Exercise brief:
Copy every one of the records below word for word, keeping each line as it is.

(Stored items)
▼▼▼

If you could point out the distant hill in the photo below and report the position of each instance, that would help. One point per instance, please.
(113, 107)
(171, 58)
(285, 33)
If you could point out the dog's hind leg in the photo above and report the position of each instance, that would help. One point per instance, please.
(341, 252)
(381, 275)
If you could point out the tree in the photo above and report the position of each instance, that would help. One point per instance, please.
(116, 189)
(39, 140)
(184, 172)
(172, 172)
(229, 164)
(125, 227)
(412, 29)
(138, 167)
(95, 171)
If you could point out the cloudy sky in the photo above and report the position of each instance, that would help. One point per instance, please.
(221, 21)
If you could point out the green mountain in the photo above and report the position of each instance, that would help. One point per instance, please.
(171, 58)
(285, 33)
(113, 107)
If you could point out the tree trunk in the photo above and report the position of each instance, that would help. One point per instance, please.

▲▲▲

Complete output:
If you could point out the distant hill in the photo below and report the position of each instance, that would help. One point per instance, please.
(113, 107)
(171, 58)
(285, 33)
If you could point out the dog's hind leg in the photo above and report the position of each instance, that would help. One point per instance, please.
(341, 252)
(381, 275)
If you could point out the tree in the photo above and report the position of each instance, that would help. One point per instance, please.
(116, 189)
(39, 140)
(184, 172)
(172, 172)
(229, 164)
(125, 227)
(412, 29)
(138, 167)
(95, 171)
If you could point out the cloudy sky in the photo above and report the position of each instance, that would help. One point per instance, please.
(221, 21)
If you could point out the green mountain in the photo above and report the position of each instance, that would help. One point per instance, please.
(171, 58)
(285, 33)
(113, 107)
If you could point out the tree trunk in the photo above and report the position of each instance, that would help. One point per instance, please.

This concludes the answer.